■ Required work ■
Render the lines below as a numbered list, beginning with the first of the rows and ending with the line that contains "[40,515,96,581]", both ends included. Omit blank lines and leave the pictures out of your answer.

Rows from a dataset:
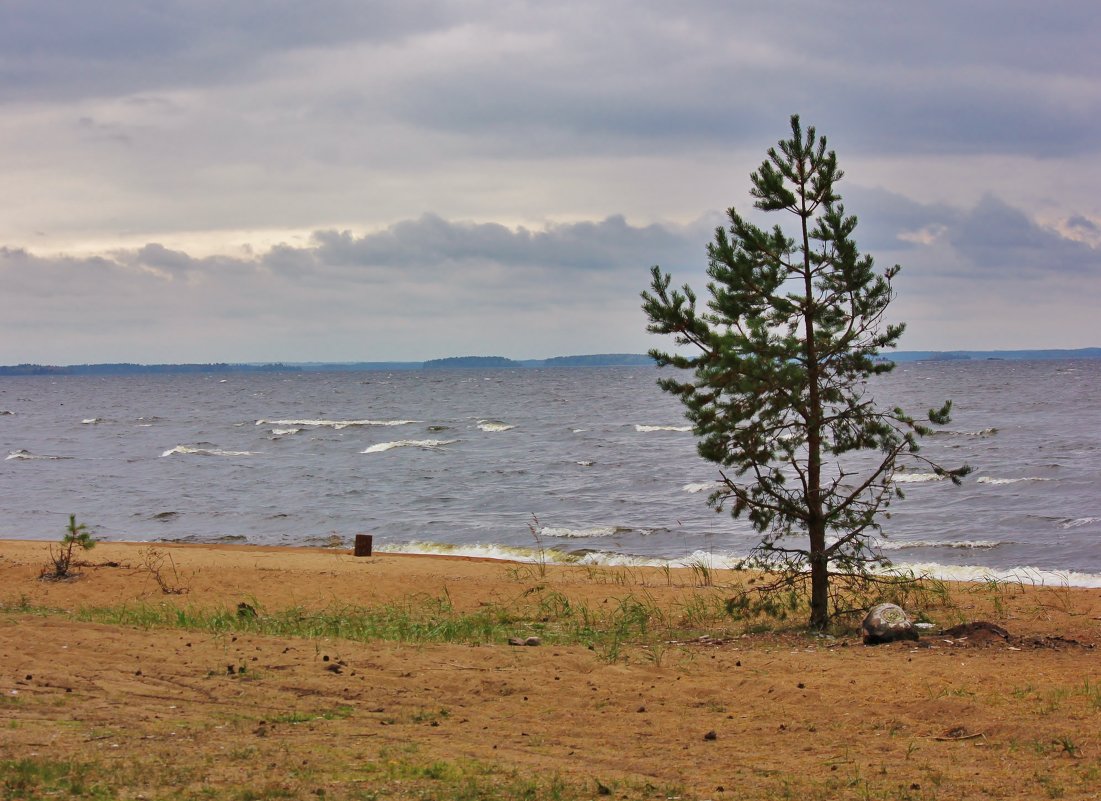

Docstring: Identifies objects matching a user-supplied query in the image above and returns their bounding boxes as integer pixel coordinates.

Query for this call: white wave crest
[889,562,1101,588]
[680,481,724,494]
[257,420,421,430]
[929,428,998,437]
[539,526,631,539]
[879,539,1003,550]
[161,445,255,459]
[360,439,459,453]
[892,473,945,484]
[375,540,577,564]
[375,541,1101,588]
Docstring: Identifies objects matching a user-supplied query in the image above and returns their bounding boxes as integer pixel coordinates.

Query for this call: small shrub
[40,515,96,581]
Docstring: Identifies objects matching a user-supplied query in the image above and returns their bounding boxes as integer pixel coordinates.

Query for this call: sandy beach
[0,541,1101,799]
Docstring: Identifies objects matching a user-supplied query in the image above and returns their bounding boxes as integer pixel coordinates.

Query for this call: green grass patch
[0,586,737,661]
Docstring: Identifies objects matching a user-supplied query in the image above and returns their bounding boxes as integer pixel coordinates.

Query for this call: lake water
[0,360,1101,586]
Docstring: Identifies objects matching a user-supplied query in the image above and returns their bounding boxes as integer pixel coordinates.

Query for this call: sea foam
[257,420,421,430]
[161,445,255,459]
[360,439,459,453]
[891,473,945,484]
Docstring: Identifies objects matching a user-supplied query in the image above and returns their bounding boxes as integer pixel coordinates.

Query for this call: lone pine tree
[642,116,970,628]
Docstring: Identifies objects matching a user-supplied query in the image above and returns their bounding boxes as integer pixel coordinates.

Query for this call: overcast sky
[0,0,1101,364]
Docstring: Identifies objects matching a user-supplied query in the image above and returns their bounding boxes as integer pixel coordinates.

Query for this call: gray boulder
[860,604,917,645]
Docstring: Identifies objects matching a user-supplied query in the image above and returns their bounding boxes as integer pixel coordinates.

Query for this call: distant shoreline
[0,348,1101,376]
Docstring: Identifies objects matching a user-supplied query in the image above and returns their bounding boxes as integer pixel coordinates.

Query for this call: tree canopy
[642,116,969,628]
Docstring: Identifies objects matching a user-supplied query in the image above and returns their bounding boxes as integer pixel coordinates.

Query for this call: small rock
[860,604,917,645]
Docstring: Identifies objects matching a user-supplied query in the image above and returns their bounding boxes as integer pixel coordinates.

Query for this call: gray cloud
[0,0,1101,360]
[0,190,1101,362]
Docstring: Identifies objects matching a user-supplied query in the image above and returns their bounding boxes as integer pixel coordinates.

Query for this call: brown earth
[0,541,1101,799]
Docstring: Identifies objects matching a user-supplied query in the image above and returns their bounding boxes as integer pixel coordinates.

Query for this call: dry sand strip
[0,541,1101,799]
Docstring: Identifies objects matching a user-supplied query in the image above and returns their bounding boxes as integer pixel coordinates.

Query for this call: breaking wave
[891,473,945,484]
[257,420,421,430]
[360,439,459,453]
[680,481,724,494]
[161,445,255,458]
[1062,517,1101,528]
[4,448,69,462]
[539,526,633,539]
[877,539,1004,550]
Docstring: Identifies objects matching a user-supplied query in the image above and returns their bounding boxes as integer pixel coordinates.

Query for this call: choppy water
[0,360,1101,586]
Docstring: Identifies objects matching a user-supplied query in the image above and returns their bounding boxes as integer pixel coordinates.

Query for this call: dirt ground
[0,541,1101,799]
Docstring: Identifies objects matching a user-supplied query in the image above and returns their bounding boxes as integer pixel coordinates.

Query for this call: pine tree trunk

■ The response ■
1. Docstring: Identifies objects matching a user-supplied query in the image above and returns their bounding boxes as integer pixel coordinates.
2. Query for this call: white wave crest
3. [889,562,1101,588]
4. [680,481,724,494]
5. [257,420,421,430]
6. [929,428,998,437]
7. [539,526,631,539]
8. [879,539,1003,550]
9. [161,445,255,459]
10. [360,439,459,453]
11. [892,473,945,484]
12. [375,540,577,564]
13. [375,541,1101,588]
14. Docstring: Identifies objects matching a user-supplied query in the image above and returns their bounding boxes as integer pixel coordinates.
15. Query for this call: small shrub
16. [40,515,96,581]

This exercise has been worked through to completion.